Appeals of the February 19, 1988 Orders

Principal appealed from the portions of Magistrate Becker’s first February 29, 1988 order which denied Principal’s motion to stay certain discovery proceedings pending its summary judgment motion. The discovery proceedings were stayed, however, pending this appeal. Since the summary judgment motion has now been decided, Principal’s appeal on this issue is entirely moot.

Principal also appealed from the magistrate’s second February 29, 1988 order which held that certain documents were not protected by the attorney-client privilege. Principal has not made any argument in support of this appeal. It has failed to show the order to be clearly erroneous or contrary to law, so it should be affirmed.

Appeals of the March 18, 1988 Order

Principal appealed from the portion of Magistrate Becker’s March 18, 1988 order denying its motion to strike plaintiffs’ demand for a jury trial on their $59,000 claim. This appeal is moot since the $59,000 claim will be dismissed.

Plaintiffs appealed from the March 18, 1988 order on two grounds. They appealed the denial of their request for a jury trial on the $4,500 claim, and they appealed the magistrate’s decision granting a jury trial on the $59,000 claim to the extent the decision was based only on the state statutory nature of the claim. The plaintiffs’ appeal was not timely made. Local Rule 16(B)(2) provides that such appeals should be made within ten days of the order’s issuance. Plaintiffs filed their appeal on April 1,1988, four days late. In any event, plaintiffs have now indicated that they do not object to a court trial on the $4,500 claim, and their $59,000 claim will be dismissed. The March 18, 1988 order denying a jury trial on the $4,500 claim should be affirmed; in other respects plaintiffs’ appeal is moot.

Accordingly, based upon the above, and all the files, records, and proceedings herein, IT IS HEREBY ORDERED that:

1. The motion of Principal Mutual Life Insurance Co. for summary judgment against Jader on his $59,000 claim is granted, and that claim is dismissed with prejudice.

2. The motion of Principal Mutual Life Insurance Co. to dismiss Saber Systems’ claims with prejudice is granted, and those claims are dismissed.

3. The appeal of Magistrate Becker’s February 29, 1988 order dealing with discovery deadlines (filed with the clerk as Docket Item # 20) is dismissed as moot.

4. Magistrate Becker's February 29, 1988 order denying Principal’s request for the return of inadvertently disclosed documents (filed with the clerk as Docket Item # 21) is affirmed.

▶ _LISTED RECORDS_:

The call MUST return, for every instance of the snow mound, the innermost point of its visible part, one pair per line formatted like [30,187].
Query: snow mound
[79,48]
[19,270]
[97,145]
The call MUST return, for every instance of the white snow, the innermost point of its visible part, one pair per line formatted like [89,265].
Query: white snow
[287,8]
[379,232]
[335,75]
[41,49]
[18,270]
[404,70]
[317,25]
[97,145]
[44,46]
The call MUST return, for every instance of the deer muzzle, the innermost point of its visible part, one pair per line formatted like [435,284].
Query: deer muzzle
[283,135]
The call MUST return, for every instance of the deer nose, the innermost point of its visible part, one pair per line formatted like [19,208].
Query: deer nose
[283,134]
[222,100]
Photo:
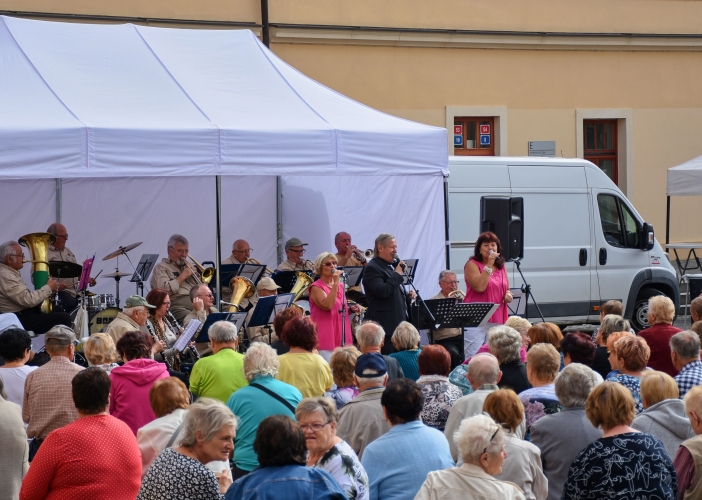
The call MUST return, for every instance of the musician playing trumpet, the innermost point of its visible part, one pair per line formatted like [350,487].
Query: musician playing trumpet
[175,275]
[450,338]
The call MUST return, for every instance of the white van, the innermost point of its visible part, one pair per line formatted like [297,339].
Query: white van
[584,242]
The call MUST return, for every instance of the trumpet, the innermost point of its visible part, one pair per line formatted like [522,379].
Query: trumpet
[206,274]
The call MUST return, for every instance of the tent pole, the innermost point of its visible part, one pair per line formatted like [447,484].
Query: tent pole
[218,245]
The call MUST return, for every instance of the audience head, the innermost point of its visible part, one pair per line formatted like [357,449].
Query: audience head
[167,395]
[577,347]
[505,408]
[301,333]
[402,401]
[343,364]
[574,384]
[481,442]
[661,310]
[370,335]
[135,345]
[100,349]
[684,348]
[209,429]
[505,343]
[483,369]
[657,387]
[15,345]
[280,441]
[543,363]
[434,359]
[405,337]
[260,360]
[610,404]
[91,391]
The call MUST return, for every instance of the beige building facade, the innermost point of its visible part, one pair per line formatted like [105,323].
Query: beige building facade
[615,81]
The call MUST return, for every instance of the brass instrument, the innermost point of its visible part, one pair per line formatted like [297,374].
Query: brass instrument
[38,246]
[206,273]
[241,288]
[254,261]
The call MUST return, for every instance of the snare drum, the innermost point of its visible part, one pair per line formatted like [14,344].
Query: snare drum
[102,319]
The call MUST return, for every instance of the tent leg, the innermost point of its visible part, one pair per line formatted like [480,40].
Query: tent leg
[218,238]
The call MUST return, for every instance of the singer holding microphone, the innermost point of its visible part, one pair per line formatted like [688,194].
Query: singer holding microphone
[487,281]
[327,299]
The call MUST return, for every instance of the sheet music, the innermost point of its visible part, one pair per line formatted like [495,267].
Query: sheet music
[187,335]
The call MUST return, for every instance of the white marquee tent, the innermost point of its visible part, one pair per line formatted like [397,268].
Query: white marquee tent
[121,131]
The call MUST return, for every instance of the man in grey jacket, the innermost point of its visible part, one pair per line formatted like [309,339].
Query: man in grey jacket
[562,436]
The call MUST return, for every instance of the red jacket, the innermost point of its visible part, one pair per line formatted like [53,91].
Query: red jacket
[658,339]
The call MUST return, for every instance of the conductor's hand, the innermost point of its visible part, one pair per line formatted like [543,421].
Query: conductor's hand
[198,305]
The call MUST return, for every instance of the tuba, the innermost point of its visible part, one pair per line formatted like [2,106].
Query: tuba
[241,288]
[38,245]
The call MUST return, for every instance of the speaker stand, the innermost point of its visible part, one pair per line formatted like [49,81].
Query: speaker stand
[527,290]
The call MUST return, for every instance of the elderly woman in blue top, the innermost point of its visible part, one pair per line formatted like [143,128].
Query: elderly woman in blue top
[398,462]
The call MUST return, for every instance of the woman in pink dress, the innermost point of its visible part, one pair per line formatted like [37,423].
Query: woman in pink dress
[326,301]
[486,280]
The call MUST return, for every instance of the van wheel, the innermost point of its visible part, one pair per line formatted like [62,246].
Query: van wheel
[639,316]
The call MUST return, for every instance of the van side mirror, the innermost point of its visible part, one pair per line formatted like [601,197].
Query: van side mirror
[647,236]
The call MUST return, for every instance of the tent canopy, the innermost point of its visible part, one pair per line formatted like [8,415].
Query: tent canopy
[128,100]
[685,179]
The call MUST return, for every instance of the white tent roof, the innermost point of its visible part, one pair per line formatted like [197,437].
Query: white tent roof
[685,179]
[84,100]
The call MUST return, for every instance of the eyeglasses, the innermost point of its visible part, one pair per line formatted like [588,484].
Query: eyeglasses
[314,427]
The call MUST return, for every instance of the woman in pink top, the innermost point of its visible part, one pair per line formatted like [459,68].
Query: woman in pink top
[326,300]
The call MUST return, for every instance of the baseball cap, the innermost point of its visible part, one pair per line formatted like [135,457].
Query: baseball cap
[294,242]
[136,301]
[266,284]
[60,335]
[370,365]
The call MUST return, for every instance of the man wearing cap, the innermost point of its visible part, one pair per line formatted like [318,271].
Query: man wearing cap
[295,250]
[361,420]
[265,288]
[48,398]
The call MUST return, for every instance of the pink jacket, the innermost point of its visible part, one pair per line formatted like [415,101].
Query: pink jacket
[129,395]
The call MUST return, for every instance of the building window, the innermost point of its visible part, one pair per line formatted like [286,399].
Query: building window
[474,136]
[600,145]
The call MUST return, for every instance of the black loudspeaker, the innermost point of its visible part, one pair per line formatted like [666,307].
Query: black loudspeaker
[504,216]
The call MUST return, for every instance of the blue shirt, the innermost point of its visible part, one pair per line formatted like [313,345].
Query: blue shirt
[398,462]
[251,405]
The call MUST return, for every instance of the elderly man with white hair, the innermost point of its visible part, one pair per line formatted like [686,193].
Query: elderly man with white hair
[220,375]
[263,397]
[481,444]
[562,436]
[483,375]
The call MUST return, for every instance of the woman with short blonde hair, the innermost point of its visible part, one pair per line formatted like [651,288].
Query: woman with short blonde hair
[604,468]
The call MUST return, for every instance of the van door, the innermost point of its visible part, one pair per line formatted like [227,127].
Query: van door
[558,240]
[619,255]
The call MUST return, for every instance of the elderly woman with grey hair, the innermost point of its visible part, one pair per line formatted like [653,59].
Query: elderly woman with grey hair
[318,419]
[405,339]
[562,436]
[481,444]
[264,396]
[180,472]
[505,343]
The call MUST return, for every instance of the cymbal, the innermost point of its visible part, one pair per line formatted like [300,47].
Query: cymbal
[65,269]
[122,251]
[118,274]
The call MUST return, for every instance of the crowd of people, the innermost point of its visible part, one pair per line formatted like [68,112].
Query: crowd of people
[524,412]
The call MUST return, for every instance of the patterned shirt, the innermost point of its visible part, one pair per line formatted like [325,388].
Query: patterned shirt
[690,375]
[48,398]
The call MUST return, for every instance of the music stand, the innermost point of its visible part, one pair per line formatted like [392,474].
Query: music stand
[143,270]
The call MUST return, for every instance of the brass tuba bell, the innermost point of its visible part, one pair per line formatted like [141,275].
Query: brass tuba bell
[38,246]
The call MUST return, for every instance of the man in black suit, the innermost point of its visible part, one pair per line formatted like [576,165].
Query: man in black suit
[382,282]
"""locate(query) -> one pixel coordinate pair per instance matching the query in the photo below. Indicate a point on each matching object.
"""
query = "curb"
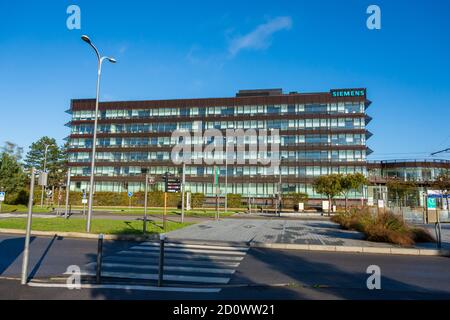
(281, 246)
(80, 235)
(355, 249)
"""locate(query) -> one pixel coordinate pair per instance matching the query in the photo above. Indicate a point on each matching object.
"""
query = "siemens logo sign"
(348, 93)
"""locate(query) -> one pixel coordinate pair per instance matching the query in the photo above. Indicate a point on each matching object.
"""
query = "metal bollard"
(99, 259)
(162, 238)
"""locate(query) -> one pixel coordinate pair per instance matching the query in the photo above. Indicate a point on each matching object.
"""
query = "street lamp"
(94, 139)
(45, 170)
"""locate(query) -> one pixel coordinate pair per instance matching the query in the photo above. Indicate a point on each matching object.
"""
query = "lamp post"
(45, 170)
(226, 174)
(100, 60)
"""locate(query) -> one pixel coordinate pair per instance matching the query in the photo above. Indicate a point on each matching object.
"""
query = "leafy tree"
(330, 186)
(442, 183)
(56, 159)
(13, 150)
(12, 176)
(352, 182)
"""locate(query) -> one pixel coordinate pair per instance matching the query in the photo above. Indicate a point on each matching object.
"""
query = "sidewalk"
(297, 233)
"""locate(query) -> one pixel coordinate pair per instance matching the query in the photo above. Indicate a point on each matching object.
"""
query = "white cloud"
(261, 37)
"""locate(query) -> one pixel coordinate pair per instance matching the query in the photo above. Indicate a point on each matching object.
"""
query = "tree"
(352, 182)
(56, 159)
(329, 186)
(13, 150)
(12, 177)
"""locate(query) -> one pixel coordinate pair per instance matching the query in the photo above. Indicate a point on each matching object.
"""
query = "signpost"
(182, 192)
(2, 199)
(130, 195)
(148, 180)
(84, 202)
(216, 183)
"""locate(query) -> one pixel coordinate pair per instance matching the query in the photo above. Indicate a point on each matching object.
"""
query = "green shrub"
(197, 200)
(385, 227)
(234, 200)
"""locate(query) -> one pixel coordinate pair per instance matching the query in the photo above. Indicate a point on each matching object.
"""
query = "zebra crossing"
(184, 264)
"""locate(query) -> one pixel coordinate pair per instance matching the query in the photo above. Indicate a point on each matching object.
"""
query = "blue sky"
(184, 49)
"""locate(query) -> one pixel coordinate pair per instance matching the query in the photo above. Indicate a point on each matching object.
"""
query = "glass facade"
(319, 135)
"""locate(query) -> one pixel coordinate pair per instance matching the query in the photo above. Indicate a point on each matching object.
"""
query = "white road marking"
(175, 255)
(184, 262)
(196, 246)
(128, 287)
(182, 250)
(166, 267)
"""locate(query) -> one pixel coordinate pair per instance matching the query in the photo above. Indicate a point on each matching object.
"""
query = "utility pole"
(226, 174)
(145, 202)
(216, 182)
(183, 181)
(26, 251)
(100, 60)
(45, 170)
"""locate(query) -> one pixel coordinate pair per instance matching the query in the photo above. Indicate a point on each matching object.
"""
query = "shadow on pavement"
(10, 250)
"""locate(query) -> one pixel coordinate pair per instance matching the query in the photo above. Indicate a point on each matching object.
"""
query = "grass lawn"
(7, 208)
(127, 211)
(160, 211)
(98, 225)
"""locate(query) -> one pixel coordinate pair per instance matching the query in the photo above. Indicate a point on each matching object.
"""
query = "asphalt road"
(262, 274)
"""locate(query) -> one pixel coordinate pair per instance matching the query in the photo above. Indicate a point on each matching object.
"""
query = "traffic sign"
(43, 178)
(171, 183)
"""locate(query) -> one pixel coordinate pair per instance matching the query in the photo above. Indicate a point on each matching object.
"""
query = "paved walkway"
(281, 231)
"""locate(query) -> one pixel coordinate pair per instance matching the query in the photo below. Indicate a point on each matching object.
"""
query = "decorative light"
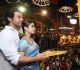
(22, 8)
(69, 16)
(76, 15)
(11, 1)
(41, 2)
(73, 21)
(65, 9)
(44, 12)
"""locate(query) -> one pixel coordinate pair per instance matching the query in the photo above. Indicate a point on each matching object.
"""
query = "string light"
(41, 2)
(11, 2)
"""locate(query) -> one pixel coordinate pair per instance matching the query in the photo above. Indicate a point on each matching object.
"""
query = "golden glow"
(44, 12)
(79, 11)
(22, 9)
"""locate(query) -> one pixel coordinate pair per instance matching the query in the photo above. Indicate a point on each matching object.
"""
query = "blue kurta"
(30, 51)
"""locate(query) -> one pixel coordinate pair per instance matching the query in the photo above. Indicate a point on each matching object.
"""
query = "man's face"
(17, 19)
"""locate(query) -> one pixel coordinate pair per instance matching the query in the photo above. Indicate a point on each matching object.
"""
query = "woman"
(28, 46)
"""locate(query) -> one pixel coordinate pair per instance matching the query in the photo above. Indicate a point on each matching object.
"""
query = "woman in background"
(28, 46)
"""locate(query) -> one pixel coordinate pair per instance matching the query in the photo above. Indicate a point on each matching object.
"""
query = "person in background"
(9, 40)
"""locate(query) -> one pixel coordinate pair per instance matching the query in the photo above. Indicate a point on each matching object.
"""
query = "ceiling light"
(41, 2)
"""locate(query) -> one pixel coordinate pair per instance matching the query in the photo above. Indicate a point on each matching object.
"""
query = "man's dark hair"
(8, 14)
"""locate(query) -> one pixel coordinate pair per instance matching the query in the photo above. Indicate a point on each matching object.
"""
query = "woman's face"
(31, 29)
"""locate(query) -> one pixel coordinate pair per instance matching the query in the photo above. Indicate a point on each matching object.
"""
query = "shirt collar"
(11, 28)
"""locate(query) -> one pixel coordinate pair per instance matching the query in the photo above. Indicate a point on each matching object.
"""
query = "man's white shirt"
(9, 40)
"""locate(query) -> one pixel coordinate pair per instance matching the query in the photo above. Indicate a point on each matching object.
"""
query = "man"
(9, 39)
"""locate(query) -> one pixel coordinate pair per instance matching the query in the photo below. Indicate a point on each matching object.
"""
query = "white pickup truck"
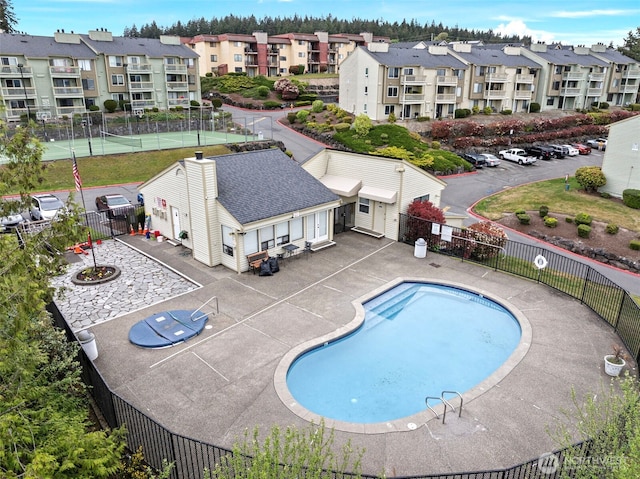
(518, 155)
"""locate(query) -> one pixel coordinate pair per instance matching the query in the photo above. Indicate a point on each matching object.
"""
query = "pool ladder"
(446, 404)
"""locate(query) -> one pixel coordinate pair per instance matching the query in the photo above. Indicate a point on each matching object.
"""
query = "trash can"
(88, 342)
(420, 250)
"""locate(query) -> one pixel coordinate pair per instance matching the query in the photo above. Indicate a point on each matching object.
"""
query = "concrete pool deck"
(215, 386)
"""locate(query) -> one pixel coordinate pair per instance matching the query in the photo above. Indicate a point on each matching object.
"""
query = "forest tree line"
(403, 31)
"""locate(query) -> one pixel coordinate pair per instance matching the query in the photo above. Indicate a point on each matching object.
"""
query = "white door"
(379, 216)
(318, 226)
(175, 214)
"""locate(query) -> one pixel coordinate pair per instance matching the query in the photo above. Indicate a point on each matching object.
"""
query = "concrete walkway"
(218, 384)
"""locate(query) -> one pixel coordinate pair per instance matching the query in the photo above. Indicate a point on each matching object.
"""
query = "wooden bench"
(255, 259)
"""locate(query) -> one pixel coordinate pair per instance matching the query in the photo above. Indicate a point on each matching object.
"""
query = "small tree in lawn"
(590, 178)
(362, 125)
(421, 215)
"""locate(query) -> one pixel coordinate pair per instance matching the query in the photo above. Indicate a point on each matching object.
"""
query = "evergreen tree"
(7, 18)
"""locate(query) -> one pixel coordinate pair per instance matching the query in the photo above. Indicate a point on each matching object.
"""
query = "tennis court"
(93, 135)
(110, 144)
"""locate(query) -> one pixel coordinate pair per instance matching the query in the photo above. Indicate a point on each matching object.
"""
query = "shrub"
(110, 105)
(317, 106)
(583, 219)
(584, 231)
(631, 198)
(490, 239)
(543, 211)
(612, 228)
(590, 178)
(302, 116)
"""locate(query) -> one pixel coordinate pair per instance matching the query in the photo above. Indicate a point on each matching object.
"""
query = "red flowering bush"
(488, 238)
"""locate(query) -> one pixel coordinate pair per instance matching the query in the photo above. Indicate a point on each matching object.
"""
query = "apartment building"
(51, 77)
(273, 55)
(434, 79)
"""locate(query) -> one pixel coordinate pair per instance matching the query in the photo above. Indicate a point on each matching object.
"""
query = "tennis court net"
(132, 141)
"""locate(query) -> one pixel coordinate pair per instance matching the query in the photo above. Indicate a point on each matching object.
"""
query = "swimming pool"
(417, 339)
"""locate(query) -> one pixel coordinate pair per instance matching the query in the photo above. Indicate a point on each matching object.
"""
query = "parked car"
(518, 155)
(582, 149)
(559, 151)
(45, 207)
(571, 150)
(490, 159)
(598, 143)
(115, 205)
(541, 152)
(475, 159)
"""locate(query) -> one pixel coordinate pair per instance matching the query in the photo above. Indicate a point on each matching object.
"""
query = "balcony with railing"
(175, 68)
(61, 71)
(177, 85)
(70, 110)
(413, 79)
(138, 67)
(142, 104)
(495, 94)
(522, 94)
(570, 92)
(525, 78)
(184, 102)
(15, 71)
(18, 92)
(573, 76)
(496, 77)
(68, 91)
(631, 73)
(446, 98)
(412, 98)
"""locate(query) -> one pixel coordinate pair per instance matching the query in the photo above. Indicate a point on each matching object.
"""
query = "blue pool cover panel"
(167, 328)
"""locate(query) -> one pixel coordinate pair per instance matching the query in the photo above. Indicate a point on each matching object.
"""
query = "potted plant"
(613, 363)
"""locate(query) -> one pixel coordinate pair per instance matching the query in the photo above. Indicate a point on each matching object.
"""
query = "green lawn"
(552, 193)
(116, 169)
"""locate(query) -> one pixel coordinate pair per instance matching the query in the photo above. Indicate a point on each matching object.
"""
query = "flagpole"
(78, 181)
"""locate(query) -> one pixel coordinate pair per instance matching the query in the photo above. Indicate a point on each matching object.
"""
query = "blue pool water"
(417, 340)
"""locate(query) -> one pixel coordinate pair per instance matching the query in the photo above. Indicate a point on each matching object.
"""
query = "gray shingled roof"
(261, 184)
(491, 56)
(569, 57)
(400, 57)
(151, 47)
(41, 47)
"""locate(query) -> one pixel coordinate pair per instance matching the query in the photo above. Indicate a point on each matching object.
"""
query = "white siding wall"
(202, 205)
(379, 172)
(171, 187)
(621, 163)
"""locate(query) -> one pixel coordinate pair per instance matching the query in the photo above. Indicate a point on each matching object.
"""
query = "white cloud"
(518, 27)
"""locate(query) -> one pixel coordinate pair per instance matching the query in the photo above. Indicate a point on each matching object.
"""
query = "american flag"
(76, 174)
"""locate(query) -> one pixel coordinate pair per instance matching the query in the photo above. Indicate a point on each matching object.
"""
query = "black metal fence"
(118, 222)
(560, 271)
(192, 457)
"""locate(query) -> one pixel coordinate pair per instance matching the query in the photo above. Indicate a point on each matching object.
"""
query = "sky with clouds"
(569, 22)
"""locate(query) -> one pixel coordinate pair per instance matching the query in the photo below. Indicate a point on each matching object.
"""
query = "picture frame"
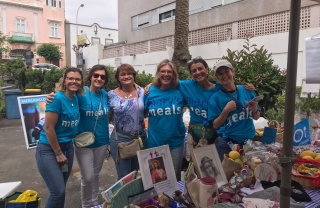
(32, 112)
(207, 163)
(156, 168)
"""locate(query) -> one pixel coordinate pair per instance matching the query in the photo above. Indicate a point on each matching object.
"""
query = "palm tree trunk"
(181, 53)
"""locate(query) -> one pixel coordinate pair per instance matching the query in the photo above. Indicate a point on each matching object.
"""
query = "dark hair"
(60, 86)
(156, 79)
(91, 72)
(126, 68)
(197, 60)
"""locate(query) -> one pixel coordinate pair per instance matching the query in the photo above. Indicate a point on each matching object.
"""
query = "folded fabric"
(297, 191)
(257, 203)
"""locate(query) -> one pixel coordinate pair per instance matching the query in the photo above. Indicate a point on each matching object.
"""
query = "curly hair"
(126, 68)
(156, 81)
(91, 72)
(60, 86)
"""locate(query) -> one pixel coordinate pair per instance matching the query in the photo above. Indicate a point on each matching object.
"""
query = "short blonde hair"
(156, 81)
(61, 87)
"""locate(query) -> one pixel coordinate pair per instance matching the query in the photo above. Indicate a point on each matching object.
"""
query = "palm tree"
(181, 53)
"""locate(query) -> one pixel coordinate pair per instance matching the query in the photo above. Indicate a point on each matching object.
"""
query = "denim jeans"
(90, 161)
(222, 147)
(124, 166)
(176, 155)
(52, 174)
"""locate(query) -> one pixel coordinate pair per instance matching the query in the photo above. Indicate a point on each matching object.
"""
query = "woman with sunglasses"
(164, 105)
(197, 93)
(55, 153)
(232, 110)
(93, 110)
(126, 102)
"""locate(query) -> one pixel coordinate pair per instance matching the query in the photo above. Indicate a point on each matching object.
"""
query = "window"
(54, 29)
(53, 3)
(95, 41)
(21, 25)
(108, 41)
(166, 16)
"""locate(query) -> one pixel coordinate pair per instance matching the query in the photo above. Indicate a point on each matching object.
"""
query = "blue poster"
(301, 134)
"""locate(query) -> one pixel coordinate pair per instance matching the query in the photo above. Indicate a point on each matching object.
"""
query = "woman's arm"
(51, 121)
(231, 106)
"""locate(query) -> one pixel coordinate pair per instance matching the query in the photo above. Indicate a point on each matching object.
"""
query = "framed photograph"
(207, 164)
(32, 112)
(157, 170)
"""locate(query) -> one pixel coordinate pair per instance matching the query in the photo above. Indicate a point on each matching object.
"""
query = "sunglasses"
(99, 75)
(195, 59)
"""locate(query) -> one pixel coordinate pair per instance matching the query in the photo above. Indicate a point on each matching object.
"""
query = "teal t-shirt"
(165, 124)
(89, 105)
(239, 124)
(197, 99)
(68, 118)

▶ _PARTS OF THE EXERCISE_:
**1)** Decide whether each statement below agrees with the court order. Answer yes or no for each, and quote the words of the order that settle it.
(a) Principal offered no argument in support of its appeal of the order on the attorney-client privilege.
(b) Plaintiffs filed their appeal of the March 18, 1988 order on time.
(c) The claims of Saber Systems are dismissed.
**2)** According to the court order, how soon after an order's issuance does Local Rule 16(B)(2) say such appeals should be made?
**3)** Write the next part of the court order, starting after its final numbered item.
The entries are separate material and are not part of the court order.

▶ _ANSWERS BELOW_:
**1)**
(a) Yes: "Principal has not made any argument in support of this appeal."
(b) No: "The plaintiffs’ appeal was not timely made."
(c) Yes: "The motion of Principal Mutual Life Insurance Co. to dismiss Saber Systems’ claims with prejudice is granted, and those claims are dismissed."

**2)** Within ten days of the order's issuance.

**3)**
5. Magistrate Becker’s March 18, 1988 order denying a jury trial on Jader’s $4,500 claim is affirmed. The other portion of Jader’s appeal is dismissed as moot. 
      
      . The $1,000 discrepancy between American Family’s $60,000 coverage and plaintiffs’ $59,-000 claim against Principal apparently is due to an applicable deductible amount.
     
      
      . The statute provides:
      Any legal entity, other than a reparation obligor obligated to pay benefits under a plan of reparation security or an insurer or employer obligated to pay benefits under a workers' compensation law, may coordinate any benefits it is obligated to pay for loss incurred as a result of injury arising out of the maintenance or use of a motor vehicle with basic economic loss benefits. No entity may coordinate benefits pursuant to this subdivision, unless it provides an appropriately reduced premium rate. The amount of this rate reduction shall be not less than the amount of the projected reduction in benefits and claims for which the entity will be liable on that class of risks, less the additional reasonable expenses incurred to administer the plan coordinating benefits. The projected reduction in benefits and claims shall be based upon sound actuarial principles.
     
      
      . Section 1132(a) provides:
      A civil action may be brought—
      (1) by a participant or beneficiary—
      (B) to recover benefits due to him under the terms of his plan, to enforce his rights under the terms of the plan, or to clarify his rights to future benefits under the terms of the plan.
     
      
      . The court does not reach the question of whether Minn.Stat. § 65B.61(3) is entirely preempted. The propriety of Minnesota’s enforcement of the statute need not be addressed in this decision.